=== DIRECTIONS ===
Present the lines of the records below as a numbered list, with blank lines left out.

— Begin RECORDS FOR THE EXERCISE —

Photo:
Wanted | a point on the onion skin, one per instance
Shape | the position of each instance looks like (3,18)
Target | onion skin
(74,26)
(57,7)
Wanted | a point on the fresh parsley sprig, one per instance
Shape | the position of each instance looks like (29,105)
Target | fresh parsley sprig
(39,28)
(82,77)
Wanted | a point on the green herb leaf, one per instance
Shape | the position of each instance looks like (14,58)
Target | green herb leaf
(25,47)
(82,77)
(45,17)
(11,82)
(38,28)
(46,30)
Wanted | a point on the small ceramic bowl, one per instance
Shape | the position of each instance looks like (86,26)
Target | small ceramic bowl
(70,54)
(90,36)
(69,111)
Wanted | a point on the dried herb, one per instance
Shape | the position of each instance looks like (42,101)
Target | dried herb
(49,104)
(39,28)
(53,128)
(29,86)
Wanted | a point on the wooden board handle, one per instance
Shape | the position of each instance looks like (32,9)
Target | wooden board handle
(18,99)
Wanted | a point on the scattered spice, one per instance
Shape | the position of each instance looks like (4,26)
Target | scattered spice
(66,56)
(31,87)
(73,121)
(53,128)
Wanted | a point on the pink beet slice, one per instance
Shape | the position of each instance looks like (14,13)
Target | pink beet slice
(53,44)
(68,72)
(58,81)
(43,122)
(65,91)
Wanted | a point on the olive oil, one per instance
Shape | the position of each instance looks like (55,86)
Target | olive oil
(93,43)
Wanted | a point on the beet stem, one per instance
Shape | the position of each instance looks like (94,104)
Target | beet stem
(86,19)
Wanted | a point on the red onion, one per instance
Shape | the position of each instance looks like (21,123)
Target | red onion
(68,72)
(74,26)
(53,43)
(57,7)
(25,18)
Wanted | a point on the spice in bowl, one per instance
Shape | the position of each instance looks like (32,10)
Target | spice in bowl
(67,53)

— End RECORDS FOR THE EXERCISE —

=== PROBLEM SOLUTION ===
1. Photo:
2. Wanted | a point on the onion skin, one per instance
3. Shape | the position of each instance looks like (3,18)
4. Target | onion skin
5. (74,26)
6. (57,7)
7. Wanted | a point on the fresh parsley sprig, one per instance
8. Shape | the position of each instance looks like (29,105)
9. Target | fresh parsley sprig
10. (39,28)
11. (82,77)
12. Wanted | a point on the green herb leaf, one per instance
13. Shape | the position of each instance looks like (14,58)
14. Target | green herb leaf
15. (25,47)
16. (82,77)
17. (45,17)
18. (11,82)
19. (38,28)
20. (46,30)
21. Wanted | a point on the small ceramic bowl, one per instance
22. Shape | the position of each instance looks like (86,26)
23. Target | small ceramic bowl
24. (70,54)
25. (90,36)
26. (69,111)
27. Wanted | a point on the dried herb, one per instance
28. Shape | the position of each instance looks like (42,101)
29. Target | dried herb
30. (49,104)
31. (39,28)
32. (53,128)
33. (29,86)
34. Wanted | a point on the wooden board handle, one per instance
35. Shape | the position of each instance looks like (32,9)
36. Target | wooden board handle
37. (18,99)
38. Wanted | a point on the scattered spice, one per instance
39. Shape | the position of each instance looks like (4,26)
40. Target | scattered spice
41. (66,56)
42. (31,87)
43. (73,121)
44. (53,128)
45. Wanted | a point on the pink beet slice, one per instance
46. Shape | the position of each instance looks like (14,13)
47. Target | pink beet slice
48. (53,44)
49. (68,72)
50. (58,81)
51. (43,122)
52. (65,91)
53. Wanted | a point on the olive oil, one per instance
54. Shape | the position of each instance looks like (55,86)
55. Target | olive oil
56. (93,43)
57. Wanted | a point on the beet stem, one per instance
58. Shape | the position of each instance looks like (94,104)
59. Target | beet stem
60. (86,19)
61. Wanted | a point on the red onion, one per instance
62. Shape | the position of each instance looks like (21,123)
63. Target | red onion
64. (68,72)
65. (74,26)
66. (53,43)
67. (57,7)
68. (25,18)
69. Wanted | a point on the spice in bowl, one per instance
70. Shape | the position of each instance looks like (32,10)
71. Target | spice in bowl
72. (67,53)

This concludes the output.